● **Brief**: Line by line, copy out the data that follows.

● **Records shown**:
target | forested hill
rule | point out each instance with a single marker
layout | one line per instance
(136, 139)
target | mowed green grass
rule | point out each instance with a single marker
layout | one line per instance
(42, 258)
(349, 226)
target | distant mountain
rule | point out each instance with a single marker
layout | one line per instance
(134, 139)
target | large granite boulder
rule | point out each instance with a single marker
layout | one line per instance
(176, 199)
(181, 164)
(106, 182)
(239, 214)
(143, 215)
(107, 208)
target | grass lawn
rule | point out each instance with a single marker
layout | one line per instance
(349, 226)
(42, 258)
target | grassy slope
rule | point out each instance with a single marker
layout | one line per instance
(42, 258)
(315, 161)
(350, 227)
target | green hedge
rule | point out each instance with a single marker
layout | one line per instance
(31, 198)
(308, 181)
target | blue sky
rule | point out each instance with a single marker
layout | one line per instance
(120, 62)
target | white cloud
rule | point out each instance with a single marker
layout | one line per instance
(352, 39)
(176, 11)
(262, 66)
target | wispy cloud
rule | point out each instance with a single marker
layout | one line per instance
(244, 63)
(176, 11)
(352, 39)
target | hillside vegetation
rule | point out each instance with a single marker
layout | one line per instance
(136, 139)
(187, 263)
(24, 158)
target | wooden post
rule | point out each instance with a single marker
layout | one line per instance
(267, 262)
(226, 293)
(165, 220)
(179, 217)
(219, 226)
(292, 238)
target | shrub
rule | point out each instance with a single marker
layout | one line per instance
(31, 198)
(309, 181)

● **Finished task**:
target | forested hill
rule | point out each instance with a single marker
layout | one line per instance
(136, 139)
target | mowed green grass
rule | point out each instance with a single marker
layout | one line per instance
(42, 258)
(349, 226)
target | distant mountain
rule | point out each instance with a single marker
layout | one line per instance
(134, 139)
target | large granite boulder
rule | point out each instance with a single marker
layout | one line per instance
(176, 199)
(181, 164)
(106, 182)
(239, 214)
(143, 215)
(107, 208)
target | grass lawn
rule | point out each instance with a single marker
layout | one line per instance
(349, 226)
(42, 258)
target | grassy slope
rule | point out each instance with a single marker
layout | one line per instance
(42, 258)
(315, 161)
(350, 227)
target | green hedge
rule | point out each instance with a single marker
layout | one line per instance
(31, 198)
(308, 181)
target | blue sky
rule | point out each instance with a single marker
layout | one line per instance
(120, 62)
target | white cloud
rule | point out each instance with a single marker
layout | one line per instance
(352, 39)
(176, 11)
(262, 66)
target | wispy cloud
rule | point out each instance with a single marker
layout | one line per instance
(244, 63)
(176, 11)
(352, 39)
target | hillside vegetation
rule | point out each instance with a single marker
layout | one line per instance
(136, 139)
(187, 263)
(24, 158)
target | wooden post
rule | point out each instance with a single marker
layout | one line per instance
(267, 262)
(226, 293)
(165, 220)
(179, 217)
(219, 226)
(292, 238)
target | shrub
rule | point out each instance with a single marker
layout | one line per instance
(31, 198)
(309, 181)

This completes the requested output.